▸ DESCRIPTION OF THE TASK
Copy out all the lines of the data that hold the word "white".

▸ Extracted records

- - - - - - -

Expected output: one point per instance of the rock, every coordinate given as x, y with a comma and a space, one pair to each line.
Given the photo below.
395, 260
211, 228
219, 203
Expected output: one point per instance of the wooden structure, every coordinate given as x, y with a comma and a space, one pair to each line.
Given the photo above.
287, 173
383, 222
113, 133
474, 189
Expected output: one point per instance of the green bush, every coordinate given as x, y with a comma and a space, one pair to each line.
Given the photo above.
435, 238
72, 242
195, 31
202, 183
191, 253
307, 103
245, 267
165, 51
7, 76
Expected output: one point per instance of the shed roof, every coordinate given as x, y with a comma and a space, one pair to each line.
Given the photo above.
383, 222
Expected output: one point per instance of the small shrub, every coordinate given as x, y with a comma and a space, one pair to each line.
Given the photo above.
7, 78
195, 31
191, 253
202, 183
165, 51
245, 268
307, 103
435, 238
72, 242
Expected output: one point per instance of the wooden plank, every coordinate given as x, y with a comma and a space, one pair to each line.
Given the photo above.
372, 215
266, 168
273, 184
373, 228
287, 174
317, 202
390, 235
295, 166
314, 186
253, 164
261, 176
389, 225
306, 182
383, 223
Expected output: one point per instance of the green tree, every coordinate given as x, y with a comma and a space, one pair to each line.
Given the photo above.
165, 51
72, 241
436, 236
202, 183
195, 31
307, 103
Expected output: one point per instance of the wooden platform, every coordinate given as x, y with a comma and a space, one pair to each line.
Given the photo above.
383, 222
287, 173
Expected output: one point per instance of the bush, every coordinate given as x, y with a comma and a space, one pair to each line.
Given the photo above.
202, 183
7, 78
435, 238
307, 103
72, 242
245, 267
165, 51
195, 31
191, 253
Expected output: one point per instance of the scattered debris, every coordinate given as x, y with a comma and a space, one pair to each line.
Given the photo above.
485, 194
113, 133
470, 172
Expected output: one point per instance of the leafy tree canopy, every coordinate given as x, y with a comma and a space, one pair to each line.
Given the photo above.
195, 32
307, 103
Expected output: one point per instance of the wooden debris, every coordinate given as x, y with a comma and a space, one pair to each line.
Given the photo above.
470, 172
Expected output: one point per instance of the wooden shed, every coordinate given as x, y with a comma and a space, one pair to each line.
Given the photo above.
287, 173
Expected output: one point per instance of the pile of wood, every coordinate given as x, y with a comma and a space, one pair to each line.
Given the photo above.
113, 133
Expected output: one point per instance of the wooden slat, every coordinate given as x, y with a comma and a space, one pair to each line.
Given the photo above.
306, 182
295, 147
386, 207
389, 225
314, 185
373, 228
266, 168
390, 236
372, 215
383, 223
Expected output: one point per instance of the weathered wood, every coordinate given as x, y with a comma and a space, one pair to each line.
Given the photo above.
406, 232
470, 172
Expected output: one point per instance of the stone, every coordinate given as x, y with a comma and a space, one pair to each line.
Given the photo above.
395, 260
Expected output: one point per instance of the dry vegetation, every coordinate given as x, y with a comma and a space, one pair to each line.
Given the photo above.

- - - - - - -

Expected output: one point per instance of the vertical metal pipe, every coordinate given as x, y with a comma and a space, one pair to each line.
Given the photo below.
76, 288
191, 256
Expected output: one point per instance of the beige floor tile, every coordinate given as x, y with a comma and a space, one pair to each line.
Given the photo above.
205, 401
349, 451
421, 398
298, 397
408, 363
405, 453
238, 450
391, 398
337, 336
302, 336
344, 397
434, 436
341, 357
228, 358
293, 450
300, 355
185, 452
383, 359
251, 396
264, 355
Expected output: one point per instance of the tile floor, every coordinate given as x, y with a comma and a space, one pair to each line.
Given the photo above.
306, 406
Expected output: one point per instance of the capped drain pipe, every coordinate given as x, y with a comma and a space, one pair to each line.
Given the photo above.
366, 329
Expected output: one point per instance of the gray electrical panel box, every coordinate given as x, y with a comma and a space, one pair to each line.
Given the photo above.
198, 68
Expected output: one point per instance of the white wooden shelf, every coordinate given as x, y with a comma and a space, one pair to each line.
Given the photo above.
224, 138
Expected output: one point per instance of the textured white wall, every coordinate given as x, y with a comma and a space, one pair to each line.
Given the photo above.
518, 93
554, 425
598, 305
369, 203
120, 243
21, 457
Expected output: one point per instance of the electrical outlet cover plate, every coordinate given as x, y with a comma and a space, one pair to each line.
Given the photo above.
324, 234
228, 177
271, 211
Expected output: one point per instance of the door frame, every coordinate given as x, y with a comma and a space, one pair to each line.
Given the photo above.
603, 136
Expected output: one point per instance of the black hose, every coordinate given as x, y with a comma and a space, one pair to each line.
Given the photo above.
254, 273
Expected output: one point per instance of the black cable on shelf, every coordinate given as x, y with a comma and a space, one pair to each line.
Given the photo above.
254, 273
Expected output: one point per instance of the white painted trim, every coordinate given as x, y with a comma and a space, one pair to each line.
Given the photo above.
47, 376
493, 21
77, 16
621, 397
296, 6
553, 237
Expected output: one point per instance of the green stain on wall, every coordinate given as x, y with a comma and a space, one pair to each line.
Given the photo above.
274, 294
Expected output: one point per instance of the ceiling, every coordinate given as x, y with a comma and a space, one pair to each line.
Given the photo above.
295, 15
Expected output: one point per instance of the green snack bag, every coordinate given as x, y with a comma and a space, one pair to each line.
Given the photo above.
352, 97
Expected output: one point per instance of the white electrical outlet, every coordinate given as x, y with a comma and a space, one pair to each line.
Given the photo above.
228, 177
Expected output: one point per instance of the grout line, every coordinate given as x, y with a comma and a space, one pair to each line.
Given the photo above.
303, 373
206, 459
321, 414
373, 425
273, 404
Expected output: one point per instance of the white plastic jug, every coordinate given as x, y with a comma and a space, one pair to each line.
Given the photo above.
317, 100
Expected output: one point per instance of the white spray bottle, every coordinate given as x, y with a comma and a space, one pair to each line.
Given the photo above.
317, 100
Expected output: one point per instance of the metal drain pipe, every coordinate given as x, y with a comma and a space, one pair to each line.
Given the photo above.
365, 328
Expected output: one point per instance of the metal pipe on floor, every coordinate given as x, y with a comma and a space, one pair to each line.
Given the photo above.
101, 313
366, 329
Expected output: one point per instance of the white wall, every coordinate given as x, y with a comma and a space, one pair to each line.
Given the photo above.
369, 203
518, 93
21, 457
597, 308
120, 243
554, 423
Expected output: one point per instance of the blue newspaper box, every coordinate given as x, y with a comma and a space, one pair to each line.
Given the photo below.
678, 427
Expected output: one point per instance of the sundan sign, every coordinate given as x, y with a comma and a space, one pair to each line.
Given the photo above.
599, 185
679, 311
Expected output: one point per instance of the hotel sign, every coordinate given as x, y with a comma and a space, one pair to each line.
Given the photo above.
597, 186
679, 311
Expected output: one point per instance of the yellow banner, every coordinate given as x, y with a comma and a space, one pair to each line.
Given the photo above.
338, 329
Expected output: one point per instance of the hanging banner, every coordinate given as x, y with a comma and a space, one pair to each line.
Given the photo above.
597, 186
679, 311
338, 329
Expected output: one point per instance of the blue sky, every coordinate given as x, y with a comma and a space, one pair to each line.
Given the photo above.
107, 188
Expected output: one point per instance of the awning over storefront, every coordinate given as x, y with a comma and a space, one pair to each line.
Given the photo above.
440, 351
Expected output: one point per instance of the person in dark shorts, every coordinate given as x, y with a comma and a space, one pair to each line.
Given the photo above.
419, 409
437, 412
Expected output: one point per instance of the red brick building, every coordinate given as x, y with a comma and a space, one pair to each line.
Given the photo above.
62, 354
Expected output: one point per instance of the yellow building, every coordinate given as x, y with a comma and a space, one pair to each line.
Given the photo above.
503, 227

- - - - - - -

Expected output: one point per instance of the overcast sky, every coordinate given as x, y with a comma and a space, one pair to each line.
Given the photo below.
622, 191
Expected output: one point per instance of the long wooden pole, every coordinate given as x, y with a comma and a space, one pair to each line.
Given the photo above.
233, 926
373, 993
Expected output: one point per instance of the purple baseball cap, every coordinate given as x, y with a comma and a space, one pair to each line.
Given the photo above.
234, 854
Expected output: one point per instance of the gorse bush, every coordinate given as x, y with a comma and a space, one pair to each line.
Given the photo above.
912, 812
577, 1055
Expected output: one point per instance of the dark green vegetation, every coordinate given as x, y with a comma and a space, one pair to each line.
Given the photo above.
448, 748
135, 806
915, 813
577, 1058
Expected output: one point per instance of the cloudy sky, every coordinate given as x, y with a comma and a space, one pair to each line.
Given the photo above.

- - - - - - -

▸ ANSWER TO THE PROBLEM
Expected output: one point per instance of the white wooden shelf, every coordinate given as x, y with a comma and a space, one pair to each line.
Expected output: one point per instance of the textured white wall, every coordinate given as x, y with a comma and a space, one pair to each line.
Expected output: one point per instance of the white painted trim, every coordinate given as x, y with a comma and a space, one pair to each line.
Expected output: one point per instance of the white electrical outlet, every coordinate given as x, y with a comma and a space, one pair to each line.
Expected output: one point per instance of the white plastic jug, every coordinate given as x, y with a comma and a space, one pair to each line.
Expected output: one point per instance of the white spray bottle, every coordinate given as x, y with a comma and a space, one pair to each line.
Expected output: one point per instance of the white wall, every coordinate given as x, y with a comma and a space, one pair to each line.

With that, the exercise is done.